--- Start of GIVEN TEXT ---

Research

PhD defence by Simon Klinge Nielsen on Next Generation Die Design for Biomass Pelleting

Time

26.11.2020 kl. 13.00 - 16.00

Description

Simon Klinge Nielsen, Department of Energy Technology, will defend the thesis "Next Generation Die Design for Biomass Pelleting"

TITLE

Next Generation Die Design for Biomass Pelleting

PHD DEFENDANT

Simon Klinge Nielsen

SUPERVISOR

Associate Professor Matthias Mandø

CO-SUPERVISOR

Andreas Brinch Rosenørn, Engineering Manager, Andritz 

MODERATOR

Associate Professor Dil Muhammad Akbar Hussain

OPPONENTS

Associate Professor Henrik Sørensen, Dept. of Energy Technology, Aalborg University (Chairman)
Jens Kai Holm, Lead Chemistry Specialist, Markets & Bioenergy, Ørsted
Associate Professor Sylvia Larsson, Department of Forest Biomaterials and Technology, Swedish University of Agricultural Sciences

ABSTRACT

The production of biomass pellets involves different design- and process parameters of the pellet press, which affect the pellet properties and the operational expense of the pellet production. In the pellet press, the feedstock is compressed and converted from sawdust into solid pellets.

--- End of GIVEN TEXT ---
--- Start of LISTED ENTRIES ---

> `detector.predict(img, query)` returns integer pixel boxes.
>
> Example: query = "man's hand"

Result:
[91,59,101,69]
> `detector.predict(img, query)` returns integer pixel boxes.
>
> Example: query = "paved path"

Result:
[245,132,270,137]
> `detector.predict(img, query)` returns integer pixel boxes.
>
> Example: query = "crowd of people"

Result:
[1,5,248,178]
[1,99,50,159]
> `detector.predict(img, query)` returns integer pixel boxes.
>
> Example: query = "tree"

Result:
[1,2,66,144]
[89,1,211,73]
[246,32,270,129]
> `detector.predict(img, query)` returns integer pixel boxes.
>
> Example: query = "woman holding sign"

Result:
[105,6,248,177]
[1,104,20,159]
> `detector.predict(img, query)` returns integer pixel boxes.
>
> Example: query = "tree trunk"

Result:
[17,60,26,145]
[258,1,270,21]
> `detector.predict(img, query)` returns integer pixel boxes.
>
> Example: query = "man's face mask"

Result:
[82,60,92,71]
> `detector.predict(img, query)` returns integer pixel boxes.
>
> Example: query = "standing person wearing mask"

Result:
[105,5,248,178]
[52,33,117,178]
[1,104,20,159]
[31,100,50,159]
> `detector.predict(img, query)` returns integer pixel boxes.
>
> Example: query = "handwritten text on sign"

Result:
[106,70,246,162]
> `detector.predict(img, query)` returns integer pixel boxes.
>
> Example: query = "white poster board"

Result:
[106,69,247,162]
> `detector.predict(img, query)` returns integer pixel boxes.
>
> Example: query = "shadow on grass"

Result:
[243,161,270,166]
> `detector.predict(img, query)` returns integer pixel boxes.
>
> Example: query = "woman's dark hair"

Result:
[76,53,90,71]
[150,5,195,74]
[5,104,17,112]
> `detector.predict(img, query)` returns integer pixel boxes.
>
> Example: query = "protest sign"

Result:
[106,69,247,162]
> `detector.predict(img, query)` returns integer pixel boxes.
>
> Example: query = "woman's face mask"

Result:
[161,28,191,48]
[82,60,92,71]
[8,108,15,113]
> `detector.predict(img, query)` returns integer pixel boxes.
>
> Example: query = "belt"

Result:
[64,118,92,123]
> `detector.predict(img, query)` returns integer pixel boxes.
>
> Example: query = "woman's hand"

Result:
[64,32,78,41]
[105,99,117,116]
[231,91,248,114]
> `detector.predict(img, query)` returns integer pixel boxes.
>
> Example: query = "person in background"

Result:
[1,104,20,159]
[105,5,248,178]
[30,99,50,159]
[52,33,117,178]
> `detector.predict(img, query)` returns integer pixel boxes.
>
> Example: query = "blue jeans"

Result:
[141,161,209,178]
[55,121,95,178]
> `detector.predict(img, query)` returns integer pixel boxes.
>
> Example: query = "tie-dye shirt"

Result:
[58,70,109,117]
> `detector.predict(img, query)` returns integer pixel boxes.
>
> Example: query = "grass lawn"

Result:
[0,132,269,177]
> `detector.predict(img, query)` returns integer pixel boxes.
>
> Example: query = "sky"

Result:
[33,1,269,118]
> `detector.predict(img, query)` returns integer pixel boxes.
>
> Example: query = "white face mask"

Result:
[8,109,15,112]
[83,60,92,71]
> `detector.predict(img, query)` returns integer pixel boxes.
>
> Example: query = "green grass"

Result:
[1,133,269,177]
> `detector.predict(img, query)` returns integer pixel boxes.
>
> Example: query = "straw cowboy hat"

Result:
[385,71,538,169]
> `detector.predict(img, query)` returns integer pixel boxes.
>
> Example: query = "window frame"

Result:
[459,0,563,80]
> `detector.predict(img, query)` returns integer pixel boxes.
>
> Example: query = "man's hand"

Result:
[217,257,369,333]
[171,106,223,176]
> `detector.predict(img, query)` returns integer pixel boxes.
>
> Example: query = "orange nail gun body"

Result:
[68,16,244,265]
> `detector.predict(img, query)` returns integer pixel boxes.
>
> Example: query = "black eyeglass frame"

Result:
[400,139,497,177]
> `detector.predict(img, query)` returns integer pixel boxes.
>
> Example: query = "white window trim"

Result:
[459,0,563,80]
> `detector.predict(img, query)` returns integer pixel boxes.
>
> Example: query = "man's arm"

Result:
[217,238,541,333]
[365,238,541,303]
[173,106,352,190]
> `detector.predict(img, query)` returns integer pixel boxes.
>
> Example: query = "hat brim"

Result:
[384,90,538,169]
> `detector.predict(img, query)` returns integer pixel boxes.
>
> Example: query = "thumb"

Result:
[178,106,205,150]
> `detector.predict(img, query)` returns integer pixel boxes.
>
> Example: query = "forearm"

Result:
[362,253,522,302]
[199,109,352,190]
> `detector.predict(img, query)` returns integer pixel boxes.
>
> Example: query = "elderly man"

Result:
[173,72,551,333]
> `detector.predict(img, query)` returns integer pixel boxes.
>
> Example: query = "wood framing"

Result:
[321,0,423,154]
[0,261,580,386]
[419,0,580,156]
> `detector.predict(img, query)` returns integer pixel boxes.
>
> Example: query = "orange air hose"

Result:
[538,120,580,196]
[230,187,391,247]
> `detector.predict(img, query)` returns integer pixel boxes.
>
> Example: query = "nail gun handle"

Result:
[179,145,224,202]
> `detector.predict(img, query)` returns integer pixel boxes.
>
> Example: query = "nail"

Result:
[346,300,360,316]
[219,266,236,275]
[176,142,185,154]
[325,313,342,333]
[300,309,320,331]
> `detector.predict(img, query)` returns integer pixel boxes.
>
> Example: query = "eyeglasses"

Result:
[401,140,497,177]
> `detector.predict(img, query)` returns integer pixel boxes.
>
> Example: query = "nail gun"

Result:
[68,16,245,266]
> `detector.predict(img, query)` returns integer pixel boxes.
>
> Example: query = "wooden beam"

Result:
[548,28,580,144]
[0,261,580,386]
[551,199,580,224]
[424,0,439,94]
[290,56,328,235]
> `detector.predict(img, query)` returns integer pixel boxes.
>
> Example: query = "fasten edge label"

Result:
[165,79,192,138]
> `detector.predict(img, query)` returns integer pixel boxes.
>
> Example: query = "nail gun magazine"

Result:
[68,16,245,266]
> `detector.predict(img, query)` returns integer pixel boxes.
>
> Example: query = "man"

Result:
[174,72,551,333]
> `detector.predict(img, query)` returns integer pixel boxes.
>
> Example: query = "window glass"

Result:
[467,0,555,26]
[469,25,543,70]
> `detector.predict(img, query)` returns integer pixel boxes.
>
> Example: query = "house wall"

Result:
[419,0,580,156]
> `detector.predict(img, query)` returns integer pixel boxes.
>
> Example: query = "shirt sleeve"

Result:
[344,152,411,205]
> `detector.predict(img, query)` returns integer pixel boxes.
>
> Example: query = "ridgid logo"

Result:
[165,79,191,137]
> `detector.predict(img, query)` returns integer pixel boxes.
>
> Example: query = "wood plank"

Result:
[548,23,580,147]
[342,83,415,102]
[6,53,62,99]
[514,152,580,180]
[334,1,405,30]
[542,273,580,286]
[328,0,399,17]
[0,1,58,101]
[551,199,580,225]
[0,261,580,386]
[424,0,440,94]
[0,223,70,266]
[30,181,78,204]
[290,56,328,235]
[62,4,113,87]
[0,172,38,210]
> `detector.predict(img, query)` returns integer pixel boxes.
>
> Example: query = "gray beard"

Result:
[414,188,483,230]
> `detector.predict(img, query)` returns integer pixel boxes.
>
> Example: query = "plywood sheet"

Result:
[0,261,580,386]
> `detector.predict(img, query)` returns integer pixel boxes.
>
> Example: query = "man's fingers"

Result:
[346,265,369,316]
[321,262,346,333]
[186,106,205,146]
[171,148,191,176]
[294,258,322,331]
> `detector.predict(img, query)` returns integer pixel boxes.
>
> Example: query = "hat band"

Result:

--- End of LISTED ENTRIES ---

- **WHAT TO WORK ON**:
1. According to the PhD defence announcement, which opponent serves as chairman?
2. List every person the PhD defence announcement names, with the role each one has at the defence.

- **ANSWER LIST**:
1. Associate Professor Henrik Sørensen of the Dept. of Energy Technology, Aalborg University, serves as chairman.

2.
- Simon Klinge Nielsen: PhD defendant
- Matthias Mandø: supervisor
- Andreas Brinch Rosenørn: co-supervisor
- Dil Muhammad Akbar Hussain: moderator
- Henrik Sørensen: opponent (chairman)
- Jens Kai Holm: opponent
- Sylvia Larsson: opponent